# SELECTED PASSAGE

A computer-implemented method for tracking a communication device moving through an indoor environment; the method includes: i) obtaining channel impulse responses, CIRs, between the communication device and anchor devices along multiple propagation paths; ii) determining an a priori distribution of the location of the communication device within the environment; iii) determining from the channel impulse responses conditional distributions of the range-related measurements conditioned on a range between a potential location of the communication device within the a priori distribution and the respective anchor devices along respective line of sight, LoS, and first order propagation paths; and iv) estimating the location of the communication device as the potential location for which a combination of the a priori distribution and the conditional distributions is maximized.

Claims

exact text as granted — not AI-modified
1 . A computer-implemented method for tracking a communication device moving through an indoor environment; the method comprising:
 obtaining channel impulse responses, CIRs, between the communication device and anchor devices along multiple propagation paths;   determining an a priori distribution of the location of the communication device within the environment;   determining from the channel impulse responses conditional distributions of the range-related measurements conditioned on a range between a potential location of the communication device within the a priori distribution and the respective anchor devices along respective line of sight, LoS, and first order propagation paths; and   estimating the location of the communication device as the potential location for which a combination of the a priori distribution and the conditional distributions is maximized.   
     
     
         2 . The method according to  claim 1 , wherein the determining the a priori distribution is based on a previous estimated location of the communication device, a previous estimated velocity of the communication device, and an error distribution. 
     
     
         3 . The method according to  claim 2 , wherein the error distribution is a zero-mean Gaussian velocity error of the previous estimated velocity. 
     
     
         4 . The method according to  claim 1 , wherein the determining an a priori distribution further comprises generating K particles as potential locations according to the a priori distribution. 
     
     
         5 . The method according to  claim 4 , wherein the determining the conditional distributions further comprises calculating ranges between the K particles and the respective anchor devices along the respective LoS and first order propagation paths.

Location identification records
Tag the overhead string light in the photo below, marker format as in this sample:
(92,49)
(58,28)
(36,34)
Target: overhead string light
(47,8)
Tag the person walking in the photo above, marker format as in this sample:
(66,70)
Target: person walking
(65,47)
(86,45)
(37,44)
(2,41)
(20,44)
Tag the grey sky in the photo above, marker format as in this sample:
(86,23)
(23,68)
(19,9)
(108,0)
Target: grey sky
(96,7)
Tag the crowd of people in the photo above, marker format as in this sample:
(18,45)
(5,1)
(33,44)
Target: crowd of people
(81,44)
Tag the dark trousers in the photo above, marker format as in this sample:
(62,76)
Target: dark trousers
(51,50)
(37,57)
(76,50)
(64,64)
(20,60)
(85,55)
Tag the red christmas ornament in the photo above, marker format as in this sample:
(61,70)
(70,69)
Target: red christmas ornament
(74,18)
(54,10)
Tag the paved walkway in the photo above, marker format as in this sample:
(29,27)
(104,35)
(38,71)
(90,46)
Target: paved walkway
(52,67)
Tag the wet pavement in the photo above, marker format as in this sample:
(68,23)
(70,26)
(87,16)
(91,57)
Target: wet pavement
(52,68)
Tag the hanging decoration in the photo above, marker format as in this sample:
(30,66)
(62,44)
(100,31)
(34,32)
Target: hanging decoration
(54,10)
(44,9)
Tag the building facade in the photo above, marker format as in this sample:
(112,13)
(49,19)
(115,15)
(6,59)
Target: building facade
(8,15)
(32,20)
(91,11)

==

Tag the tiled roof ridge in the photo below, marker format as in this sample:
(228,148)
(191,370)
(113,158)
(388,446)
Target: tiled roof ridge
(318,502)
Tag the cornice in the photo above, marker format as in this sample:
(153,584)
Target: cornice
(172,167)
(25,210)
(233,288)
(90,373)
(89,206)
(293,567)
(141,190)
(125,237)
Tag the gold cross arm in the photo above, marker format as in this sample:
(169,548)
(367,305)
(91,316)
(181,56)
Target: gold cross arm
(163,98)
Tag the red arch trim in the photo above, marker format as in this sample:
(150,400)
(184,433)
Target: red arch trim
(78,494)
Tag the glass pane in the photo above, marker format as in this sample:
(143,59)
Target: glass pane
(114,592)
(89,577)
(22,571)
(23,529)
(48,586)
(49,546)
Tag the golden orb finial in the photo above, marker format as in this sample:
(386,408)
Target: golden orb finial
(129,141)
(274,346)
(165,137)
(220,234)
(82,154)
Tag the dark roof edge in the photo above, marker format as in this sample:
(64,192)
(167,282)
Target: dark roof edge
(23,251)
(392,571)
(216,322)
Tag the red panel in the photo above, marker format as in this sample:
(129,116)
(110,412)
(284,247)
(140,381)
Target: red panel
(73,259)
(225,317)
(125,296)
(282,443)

# YOUR OBJECTIVE
Could you write the next part of the patent claims on tracking a device indoors, picking up after claim 5? The records stand apart from the text and are separate material.

# RESULT
     
     
         6 . The method according to  claim 5 , wherein the determining the conditional distributions further comprises, mapping, for the respective anchor devices and respective propagation paths, the calculated ranges onto the respective CIRs, and normalizing the so-obtained CIR portions thereby obtaining the conditional distributions. 
     
     
         7 . The method according to  claim 6 , wherein the estimating further comprises, for the respective K particles, determining the location likelihood. 
     
     
         8 . The method according to  claim 5 , wherein the calculating ranges further comprises determining virtual anchors as mirrored locations of the anchor devices according to first order reflected propagation paths, and calculating the ranges between the K particles and both the anchor devices and virtual anchor devices; and wherein the mapping further comprises mapping the calculated ranges for both the anchor devices and virtual anchor devices onto the respective CIRs; and wherein the estimating further comprises, for the respective K particles, determining the location likelihood. 
     
     
         9 . The method according to  claim 7 , wherein the estimating further comprises normalizing the location likelihood for the K particles. 
     
     
         10 . A data processing apparatus comprising means for carrying out the method according to  claim 1 . 
     
     
         11 . A computer program product comprising instructions which, when the program is executed by a computer, cause the computer to carry out the method according to  claim 1 . 
     
     
         12 . A computer-readable storage medium comprising instructions which, when executed by a computer, cause the computer to carry out the method according to  claim 1 .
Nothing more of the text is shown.